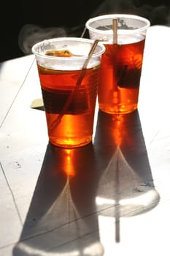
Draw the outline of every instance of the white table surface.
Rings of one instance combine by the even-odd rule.
[[[30,108],[34,59],[0,64],[0,255],[169,255],[170,28],[148,30],[138,111],[96,107],[93,143],[77,149],[48,145]]]

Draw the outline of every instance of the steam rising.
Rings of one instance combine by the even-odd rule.
[[[152,4],[148,4],[148,1],[147,4],[144,4],[144,1],[139,4],[140,1],[135,0],[104,0],[91,12],[90,17],[86,17],[85,19],[88,20],[90,18],[104,14],[129,13],[148,18],[151,25],[170,26],[170,4],[163,4],[163,1],[161,4],[153,7]],[[26,24],[19,33],[19,47],[23,53],[31,54],[31,48],[36,42],[53,37],[80,37],[84,28],[84,23],[74,28],[69,28],[69,24],[68,27],[47,28],[36,24]]]
[[[54,37],[77,36],[79,26],[70,29],[64,27],[42,28],[34,24],[24,25],[18,36],[18,45],[25,54],[31,53],[32,46],[40,41]]]

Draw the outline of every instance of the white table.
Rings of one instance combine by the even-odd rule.
[[[148,30],[138,111],[96,108],[93,143],[77,149],[48,145],[30,108],[34,59],[0,64],[0,255],[169,255],[170,28]]]

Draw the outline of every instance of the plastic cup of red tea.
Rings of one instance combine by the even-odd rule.
[[[91,143],[104,46],[94,41],[53,38],[32,48],[38,69],[50,142],[74,148]],[[85,63],[88,61],[85,68]]]
[[[137,109],[145,38],[150,26],[146,18],[124,14],[101,15],[87,21],[90,38],[102,41],[106,48],[98,94],[101,110],[117,114]]]

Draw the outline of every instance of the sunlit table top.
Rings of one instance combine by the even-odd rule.
[[[93,143],[48,144],[34,56],[0,64],[0,255],[169,252],[170,28],[149,29],[138,110],[96,110]]]

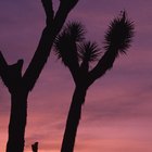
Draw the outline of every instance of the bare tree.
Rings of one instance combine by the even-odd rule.
[[[62,59],[75,81],[75,91],[69,107],[61,152],[73,152],[76,132],[85,102],[87,89],[106,71],[111,69],[119,53],[126,53],[134,36],[134,25],[126,17],[126,12],[115,18],[105,34],[104,54],[96,42],[85,40],[84,26],[68,23],[54,41],[58,58]],[[100,59],[99,59],[100,58]],[[90,63],[97,61],[90,69]]]
[[[8,65],[0,51],[0,77],[11,93],[11,115],[7,152],[24,151],[28,93],[33,90],[48,60],[53,40],[78,0],[60,0],[60,5],[55,14],[52,0],[41,0],[41,2],[47,16],[46,27],[42,30],[40,41],[26,72],[22,75],[23,60],[18,60],[13,65]]]

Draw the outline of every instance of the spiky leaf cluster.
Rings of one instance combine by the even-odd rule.
[[[122,12],[121,17],[115,18],[109,26],[105,34],[105,49],[113,48],[121,53],[129,48],[134,36],[134,24],[126,17],[126,12]]]

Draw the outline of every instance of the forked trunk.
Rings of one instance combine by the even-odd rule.
[[[63,137],[61,152],[73,152],[78,124],[81,115],[81,105],[85,102],[86,89],[76,88],[68,112],[66,128]]]
[[[24,134],[27,116],[27,96],[26,91],[11,93],[11,115],[9,124],[9,139],[7,152],[24,151]]]

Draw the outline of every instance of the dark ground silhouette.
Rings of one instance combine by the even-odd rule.
[[[60,0],[60,5],[55,14],[52,0],[41,0],[41,2],[47,16],[46,27],[26,72],[22,75],[23,60],[18,60],[13,65],[8,65],[2,52],[0,52],[0,77],[11,93],[11,115],[7,152],[24,151],[28,93],[33,90],[48,60],[54,38],[78,0]]]
[[[69,107],[61,152],[73,152],[76,132],[85,102],[87,89],[106,71],[113,67],[115,59],[126,53],[134,36],[134,25],[126,17],[126,12],[115,18],[105,34],[104,54],[96,42],[85,39],[85,30],[80,23],[68,23],[54,41],[58,58],[62,59],[75,81],[75,91]],[[98,61],[90,69],[90,63]]]

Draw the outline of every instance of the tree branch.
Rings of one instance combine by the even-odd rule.
[[[23,60],[18,60],[15,64],[8,65],[4,56],[0,52],[0,76],[9,91],[14,90],[14,88],[21,83],[22,67]]]
[[[54,17],[54,11],[53,11],[53,5],[52,5],[52,0],[41,0],[46,16],[47,16],[47,26],[50,26],[53,17]]]
[[[73,3],[73,5],[71,5],[69,8],[72,9],[72,7],[74,8],[74,5],[77,3],[78,0],[71,0]],[[50,14],[48,4],[50,3],[50,9],[52,10],[52,2],[49,2],[49,0],[42,0],[42,4],[46,11],[46,14]],[[47,26],[41,35],[38,48],[34,54],[34,58],[31,59],[31,62],[29,63],[29,66],[27,67],[23,78],[25,81],[25,85],[27,85],[27,88],[29,90],[31,90],[36,84],[36,80],[38,79],[47,60],[48,56],[50,55],[50,51],[53,45],[53,40],[55,38],[55,36],[59,34],[59,31],[61,30],[67,14],[69,13],[71,9],[66,9],[63,7],[63,2],[60,3],[59,10],[55,14],[54,20],[52,21],[52,24],[47,23],[47,25],[51,25],[51,26]],[[50,16],[48,16],[50,18]],[[50,21],[50,20],[48,20]]]
[[[100,59],[96,67],[89,73],[89,86],[98,78],[103,76],[107,69],[111,69],[117,56],[117,51],[110,48],[104,55]]]

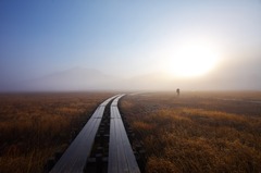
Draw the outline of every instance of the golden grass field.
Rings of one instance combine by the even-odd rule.
[[[146,172],[261,172],[261,92],[128,95],[121,111]]]
[[[37,173],[64,150],[108,92],[1,94],[0,172]]]

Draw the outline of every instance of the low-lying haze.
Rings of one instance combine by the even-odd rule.
[[[260,18],[259,0],[2,0],[0,91],[261,90]]]

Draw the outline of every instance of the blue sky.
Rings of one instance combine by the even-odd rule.
[[[178,40],[196,37],[213,41],[222,61],[261,59],[259,0],[1,0],[0,23],[2,84],[75,66],[158,72]]]

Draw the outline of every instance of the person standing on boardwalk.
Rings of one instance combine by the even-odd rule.
[[[179,96],[179,94],[181,94],[179,88],[176,89],[176,92],[177,92],[177,96]]]

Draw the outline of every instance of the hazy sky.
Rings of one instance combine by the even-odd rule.
[[[1,0],[0,83],[75,66],[169,72],[177,50],[201,40],[219,54],[212,71],[232,65],[234,76],[260,79],[261,1]]]

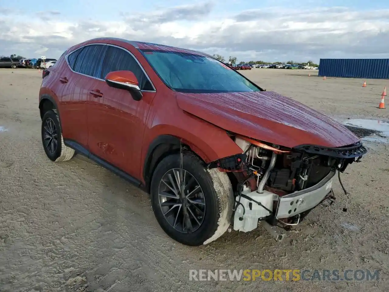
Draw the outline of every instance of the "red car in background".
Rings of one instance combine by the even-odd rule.
[[[251,66],[248,64],[242,64],[239,65],[239,69],[241,70],[251,70]]]

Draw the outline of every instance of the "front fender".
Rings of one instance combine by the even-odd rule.
[[[174,138],[176,139],[176,143],[179,144],[181,140],[183,144],[188,145],[206,164],[242,153],[240,148],[225,130],[195,117],[192,117],[193,119],[192,122],[181,125],[179,127],[159,124],[146,131],[144,139],[144,150],[142,152],[140,172],[142,174],[143,182],[145,182],[146,179],[145,166],[154,149],[161,143],[174,143]],[[166,136],[173,139],[169,140],[163,137]]]

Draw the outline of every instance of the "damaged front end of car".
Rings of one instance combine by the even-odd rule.
[[[284,237],[280,227],[288,230],[298,225],[326,200],[332,204],[336,172],[347,195],[340,173],[367,152],[360,141],[337,148],[302,145],[288,148],[234,134],[230,136],[242,153],[208,166],[235,178],[233,229],[249,232],[259,222],[277,240]]]

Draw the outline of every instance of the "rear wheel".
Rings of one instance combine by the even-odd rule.
[[[74,156],[74,150],[63,142],[58,115],[52,110],[46,112],[43,116],[42,136],[43,148],[50,160],[66,161]]]
[[[233,208],[231,183],[225,173],[207,169],[188,152],[184,155],[181,189],[180,161],[179,154],[174,154],[157,166],[150,189],[153,209],[161,227],[173,239],[190,246],[206,244],[230,226]]]

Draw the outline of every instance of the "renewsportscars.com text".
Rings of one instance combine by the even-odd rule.
[[[371,281],[378,271],[362,269],[189,270],[189,281]]]

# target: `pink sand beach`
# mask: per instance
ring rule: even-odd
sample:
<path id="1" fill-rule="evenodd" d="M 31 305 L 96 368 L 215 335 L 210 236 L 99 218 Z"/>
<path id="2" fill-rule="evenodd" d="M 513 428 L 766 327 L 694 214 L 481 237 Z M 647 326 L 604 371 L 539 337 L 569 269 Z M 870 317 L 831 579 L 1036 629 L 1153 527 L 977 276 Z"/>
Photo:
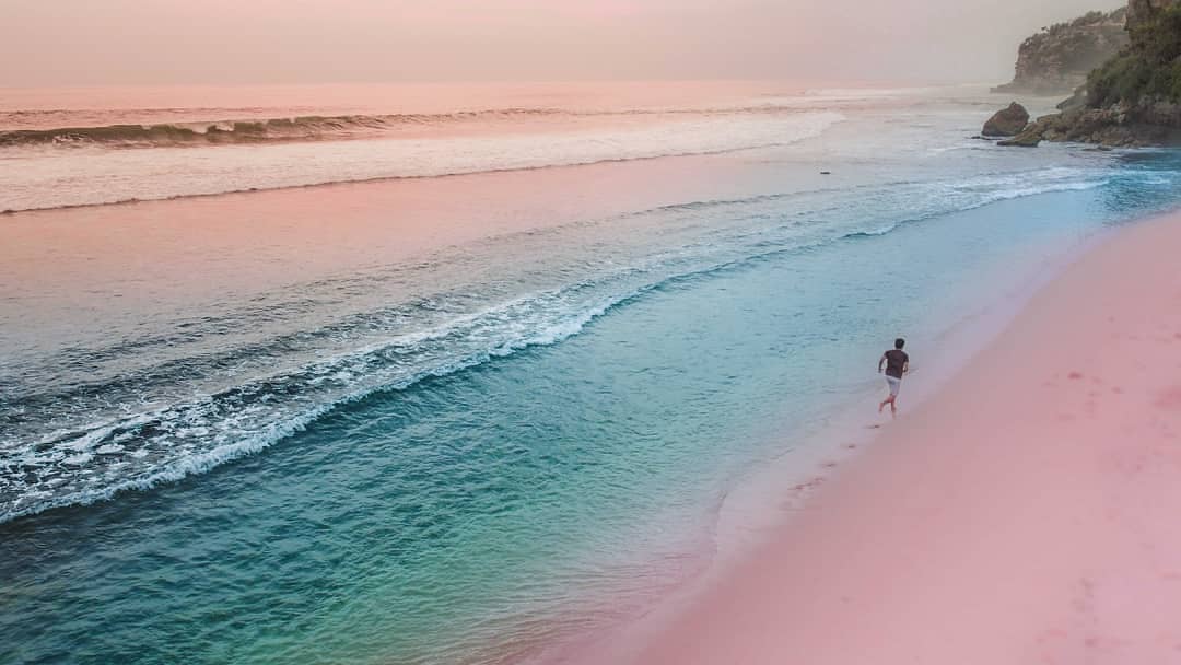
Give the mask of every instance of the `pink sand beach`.
<path id="1" fill-rule="evenodd" d="M 1179 249 L 1066 268 L 633 660 L 1181 663 Z"/>

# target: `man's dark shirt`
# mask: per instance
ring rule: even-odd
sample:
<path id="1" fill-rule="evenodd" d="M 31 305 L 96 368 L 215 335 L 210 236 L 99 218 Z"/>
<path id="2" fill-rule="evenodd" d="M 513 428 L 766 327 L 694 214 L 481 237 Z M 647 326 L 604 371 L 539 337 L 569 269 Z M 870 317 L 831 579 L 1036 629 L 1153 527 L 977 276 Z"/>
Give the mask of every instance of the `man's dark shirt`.
<path id="1" fill-rule="evenodd" d="M 886 352 L 886 376 L 895 379 L 902 378 L 902 367 L 906 366 L 911 357 L 905 351 L 890 348 Z"/>

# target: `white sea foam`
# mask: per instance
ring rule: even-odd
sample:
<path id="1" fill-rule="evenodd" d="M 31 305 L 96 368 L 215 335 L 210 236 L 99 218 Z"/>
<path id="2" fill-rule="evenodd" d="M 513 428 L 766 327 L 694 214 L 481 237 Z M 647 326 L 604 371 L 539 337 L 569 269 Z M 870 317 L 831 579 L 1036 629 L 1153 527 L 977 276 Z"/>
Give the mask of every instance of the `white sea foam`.
<path id="1" fill-rule="evenodd" d="M 373 138 L 207 148 L 12 148 L 0 161 L 0 210 L 201 196 L 333 182 L 435 177 L 702 155 L 783 145 L 822 133 L 834 112 L 676 113 L 619 126 L 490 136 Z"/>

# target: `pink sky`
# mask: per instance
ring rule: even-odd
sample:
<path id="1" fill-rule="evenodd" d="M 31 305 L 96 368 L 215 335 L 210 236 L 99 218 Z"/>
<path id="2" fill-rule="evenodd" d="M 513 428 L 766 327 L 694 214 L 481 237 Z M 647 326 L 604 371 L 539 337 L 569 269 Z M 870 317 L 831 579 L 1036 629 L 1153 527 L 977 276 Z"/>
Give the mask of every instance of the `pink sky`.
<path id="1" fill-rule="evenodd" d="M 1098 5 L 1098 6 L 1096 6 Z M 993 80 L 1118 0 L 0 0 L 0 86 Z"/>

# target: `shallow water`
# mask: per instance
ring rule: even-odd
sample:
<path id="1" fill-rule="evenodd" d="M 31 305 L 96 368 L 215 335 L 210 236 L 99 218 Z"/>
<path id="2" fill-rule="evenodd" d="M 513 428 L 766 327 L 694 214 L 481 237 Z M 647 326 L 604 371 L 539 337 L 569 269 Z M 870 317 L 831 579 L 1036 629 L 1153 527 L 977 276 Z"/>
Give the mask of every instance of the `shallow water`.
<path id="1" fill-rule="evenodd" d="M 430 252 L 398 254 L 345 209 L 335 242 L 371 252 L 306 275 L 167 222 L 161 255 L 165 236 L 189 247 L 208 289 L 152 283 L 150 259 L 87 272 L 83 243 L 46 280 L 9 267 L 0 657 L 544 657 L 706 566 L 726 495 L 876 387 L 883 340 L 906 334 L 921 364 L 1038 261 L 1176 203 L 1174 152 L 1000 150 L 966 138 L 973 99 L 841 112 L 798 144 L 674 159 L 673 185 L 652 162 L 614 202 L 544 172 L 455 180 L 477 208 L 550 223 Z M 353 187 L 329 196 L 416 185 Z M 249 219 L 288 194 L 106 208 L 100 228 Z M 432 206 L 415 214 L 442 224 Z M 70 236 L 91 214 L 0 234 Z M 313 227 L 274 256 L 306 255 L 293 239 Z M 47 260 L 24 247 L 14 265 Z M 86 276 L 109 307 L 76 308 Z"/>

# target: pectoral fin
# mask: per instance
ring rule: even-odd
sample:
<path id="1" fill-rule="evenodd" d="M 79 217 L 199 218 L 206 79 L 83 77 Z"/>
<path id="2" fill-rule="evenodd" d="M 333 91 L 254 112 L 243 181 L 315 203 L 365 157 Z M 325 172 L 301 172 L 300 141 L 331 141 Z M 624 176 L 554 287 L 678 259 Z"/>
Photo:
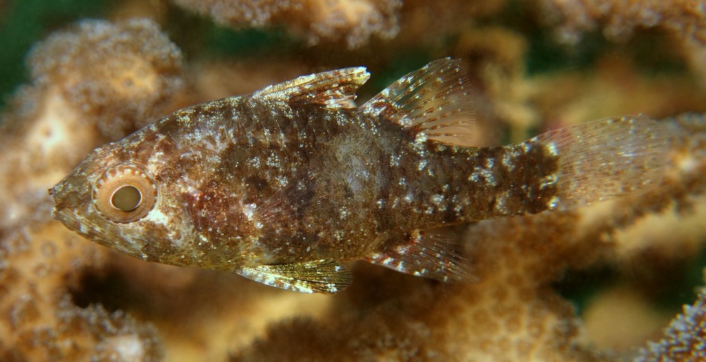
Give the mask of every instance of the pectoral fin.
<path id="1" fill-rule="evenodd" d="M 256 282 L 304 293 L 335 293 L 351 284 L 351 274 L 335 260 L 255 265 L 238 271 Z"/>

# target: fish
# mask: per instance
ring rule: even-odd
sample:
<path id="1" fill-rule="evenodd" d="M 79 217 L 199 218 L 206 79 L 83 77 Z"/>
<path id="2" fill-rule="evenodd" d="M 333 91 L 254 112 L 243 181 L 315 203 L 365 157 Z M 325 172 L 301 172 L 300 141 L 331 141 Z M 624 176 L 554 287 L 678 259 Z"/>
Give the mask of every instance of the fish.
<path id="1" fill-rule="evenodd" d="M 474 278 L 445 230 L 571 210 L 662 180 L 670 134 L 638 115 L 469 147 L 460 60 L 432 61 L 358 107 L 364 67 L 178 110 L 93 150 L 49 189 L 52 214 L 149 262 L 335 293 L 363 260 L 441 282 Z"/>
::::::
REQUIREMENT: From the line containing "# target: fish" to the last line of the material, please quote every line exactly and only those.

EXERCISE ANSWER:
# target: fish
# mask: per instance
ring rule: even-odd
sample:
<path id="1" fill-rule="evenodd" d="M 79 217 L 199 218 L 206 79 L 83 77 Z"/>
<path id="2" fill-rule="evenodd" d="M 333 91 L 254 112 L 243 181 L 315 203 L 365 157 Z M 325 172 L 301 172 L 300 141 L 331 141 Z M 624 176 L 554 287 L 678 259 Z"/>
Give the mask of every instance of the fish.
<path id="1" fill-rule="evenodd" d="M 474 278 L 445 230 L 571 210 L 662 180 L 670 134 L 638 115 L 469 147 L 460 60 L 432 61 L 358 107 L 364 67 L 178 110 L 93 150 L 49 189 L 52 214 L 149 262 L 335 293 L 363 260 L 441 282 Z"/>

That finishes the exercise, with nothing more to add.